[Provided data — start]

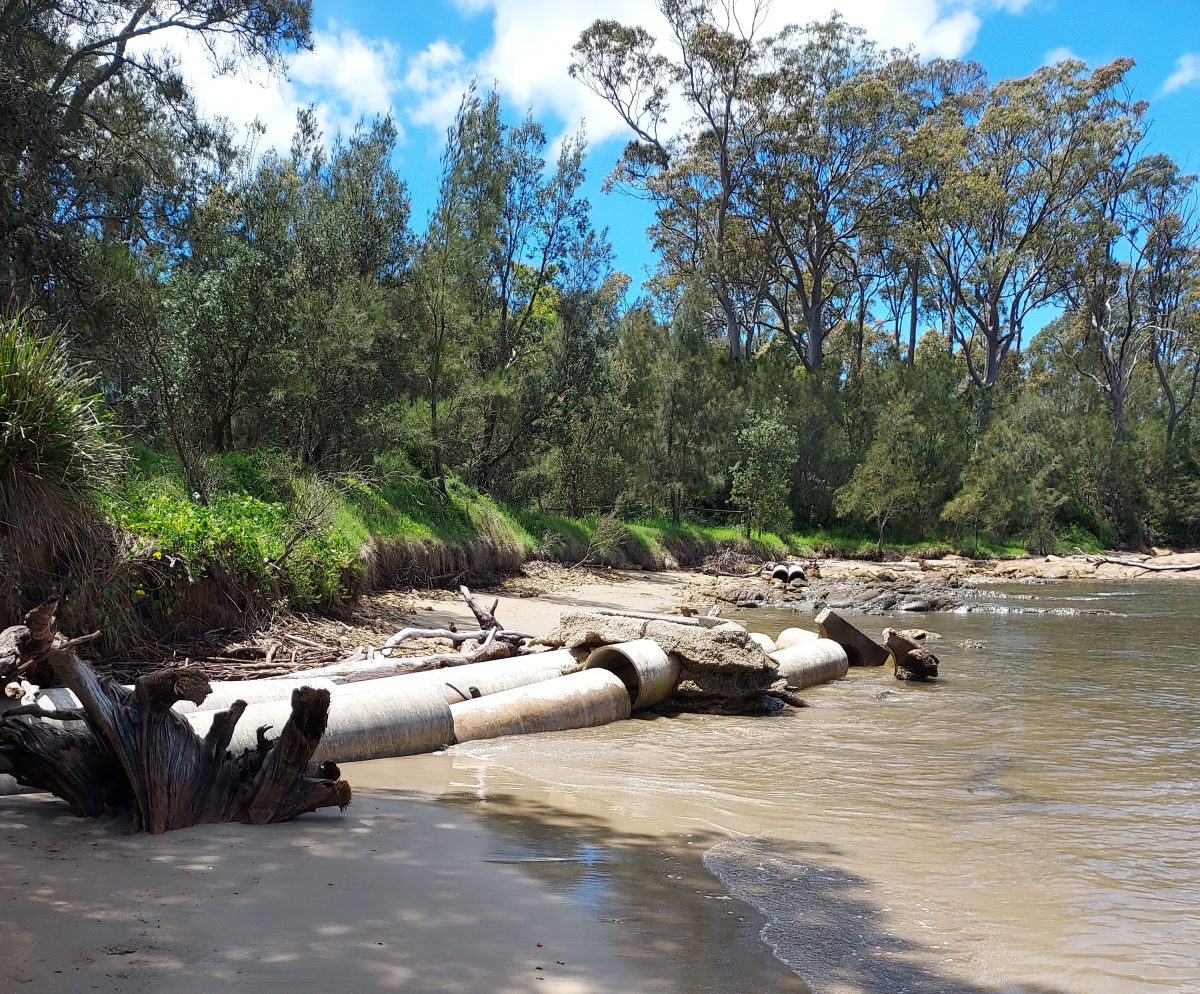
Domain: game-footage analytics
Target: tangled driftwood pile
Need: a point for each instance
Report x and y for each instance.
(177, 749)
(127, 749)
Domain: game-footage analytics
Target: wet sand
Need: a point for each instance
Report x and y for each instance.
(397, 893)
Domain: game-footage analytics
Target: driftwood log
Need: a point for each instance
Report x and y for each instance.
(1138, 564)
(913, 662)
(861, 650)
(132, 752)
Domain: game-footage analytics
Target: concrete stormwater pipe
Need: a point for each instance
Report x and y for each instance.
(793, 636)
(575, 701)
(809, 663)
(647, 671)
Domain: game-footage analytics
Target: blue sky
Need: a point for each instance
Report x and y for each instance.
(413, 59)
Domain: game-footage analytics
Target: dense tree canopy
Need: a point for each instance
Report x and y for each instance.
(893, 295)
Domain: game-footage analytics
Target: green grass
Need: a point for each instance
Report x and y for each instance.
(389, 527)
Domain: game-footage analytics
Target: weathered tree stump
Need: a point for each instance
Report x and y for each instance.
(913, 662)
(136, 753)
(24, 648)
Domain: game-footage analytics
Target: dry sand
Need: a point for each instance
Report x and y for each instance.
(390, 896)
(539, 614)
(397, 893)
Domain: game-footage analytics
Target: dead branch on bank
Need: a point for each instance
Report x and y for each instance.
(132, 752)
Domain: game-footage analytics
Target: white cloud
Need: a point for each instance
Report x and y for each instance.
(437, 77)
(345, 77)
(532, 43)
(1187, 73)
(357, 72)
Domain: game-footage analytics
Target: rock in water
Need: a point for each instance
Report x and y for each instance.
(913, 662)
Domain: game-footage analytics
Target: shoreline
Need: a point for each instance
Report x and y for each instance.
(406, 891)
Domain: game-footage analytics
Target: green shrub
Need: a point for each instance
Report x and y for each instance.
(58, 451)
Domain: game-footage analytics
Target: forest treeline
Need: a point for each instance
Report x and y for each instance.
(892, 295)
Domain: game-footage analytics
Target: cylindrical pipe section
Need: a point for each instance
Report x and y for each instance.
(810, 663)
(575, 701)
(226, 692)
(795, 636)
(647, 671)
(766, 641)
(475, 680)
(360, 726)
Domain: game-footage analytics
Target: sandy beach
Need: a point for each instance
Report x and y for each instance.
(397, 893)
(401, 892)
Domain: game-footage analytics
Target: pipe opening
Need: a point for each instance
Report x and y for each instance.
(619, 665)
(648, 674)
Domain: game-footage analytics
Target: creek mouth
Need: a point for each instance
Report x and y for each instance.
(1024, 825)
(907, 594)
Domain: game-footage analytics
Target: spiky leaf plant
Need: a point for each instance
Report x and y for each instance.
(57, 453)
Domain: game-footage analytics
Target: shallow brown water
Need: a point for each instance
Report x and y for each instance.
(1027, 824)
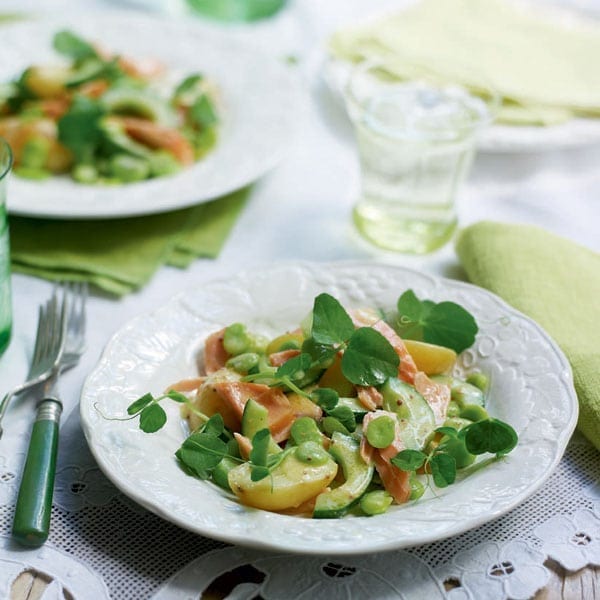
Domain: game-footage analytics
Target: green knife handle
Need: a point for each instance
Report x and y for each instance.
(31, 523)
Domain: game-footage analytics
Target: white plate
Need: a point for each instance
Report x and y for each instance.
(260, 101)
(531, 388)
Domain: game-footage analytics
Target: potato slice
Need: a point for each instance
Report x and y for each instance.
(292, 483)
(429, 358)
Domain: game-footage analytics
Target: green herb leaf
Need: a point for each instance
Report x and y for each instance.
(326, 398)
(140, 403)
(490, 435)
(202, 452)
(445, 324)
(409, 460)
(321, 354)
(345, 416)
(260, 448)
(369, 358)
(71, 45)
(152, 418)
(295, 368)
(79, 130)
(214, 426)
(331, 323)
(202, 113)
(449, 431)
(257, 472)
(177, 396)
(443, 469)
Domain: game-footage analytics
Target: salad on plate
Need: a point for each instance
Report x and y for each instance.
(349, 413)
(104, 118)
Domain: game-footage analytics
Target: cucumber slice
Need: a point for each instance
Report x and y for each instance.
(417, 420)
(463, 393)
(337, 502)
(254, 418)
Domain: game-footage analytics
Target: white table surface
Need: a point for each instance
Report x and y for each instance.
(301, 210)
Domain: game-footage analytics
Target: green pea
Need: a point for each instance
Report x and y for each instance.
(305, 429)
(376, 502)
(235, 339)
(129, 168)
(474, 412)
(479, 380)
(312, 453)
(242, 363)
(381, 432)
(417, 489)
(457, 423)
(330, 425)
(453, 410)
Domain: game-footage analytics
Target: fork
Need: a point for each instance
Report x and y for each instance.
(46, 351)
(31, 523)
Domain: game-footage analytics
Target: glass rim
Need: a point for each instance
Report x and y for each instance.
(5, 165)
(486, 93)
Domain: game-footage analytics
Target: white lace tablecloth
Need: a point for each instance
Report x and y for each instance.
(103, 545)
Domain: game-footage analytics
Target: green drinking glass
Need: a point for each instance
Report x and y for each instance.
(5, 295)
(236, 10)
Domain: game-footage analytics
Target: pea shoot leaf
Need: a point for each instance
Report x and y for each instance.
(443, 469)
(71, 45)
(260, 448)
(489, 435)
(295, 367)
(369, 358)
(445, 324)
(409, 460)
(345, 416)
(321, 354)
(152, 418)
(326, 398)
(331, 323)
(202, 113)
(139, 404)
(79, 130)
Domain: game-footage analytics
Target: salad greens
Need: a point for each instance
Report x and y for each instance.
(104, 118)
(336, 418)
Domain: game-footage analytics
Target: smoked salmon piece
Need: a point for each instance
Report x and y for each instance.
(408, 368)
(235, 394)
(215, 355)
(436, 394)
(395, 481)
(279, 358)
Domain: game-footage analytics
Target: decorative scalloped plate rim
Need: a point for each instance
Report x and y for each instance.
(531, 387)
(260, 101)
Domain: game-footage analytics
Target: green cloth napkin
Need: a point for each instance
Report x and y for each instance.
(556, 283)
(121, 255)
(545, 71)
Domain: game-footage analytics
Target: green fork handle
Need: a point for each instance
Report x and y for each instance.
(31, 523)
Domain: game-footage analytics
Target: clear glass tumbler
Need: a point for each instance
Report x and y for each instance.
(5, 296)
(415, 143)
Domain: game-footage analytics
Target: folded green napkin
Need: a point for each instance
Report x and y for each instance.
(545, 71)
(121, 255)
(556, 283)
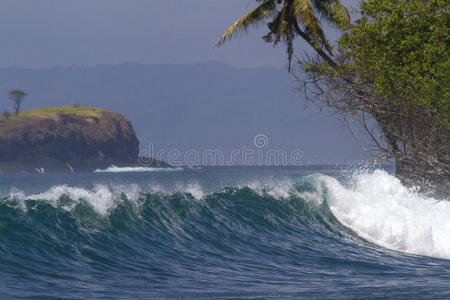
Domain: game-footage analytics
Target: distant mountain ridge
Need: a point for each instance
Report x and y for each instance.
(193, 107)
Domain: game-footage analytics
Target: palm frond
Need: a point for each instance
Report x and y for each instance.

[Provided data — finish]

Instructions to follow: Report how many lines in the records hold the word "fork", giving the number and nothing else.

Completed task: 2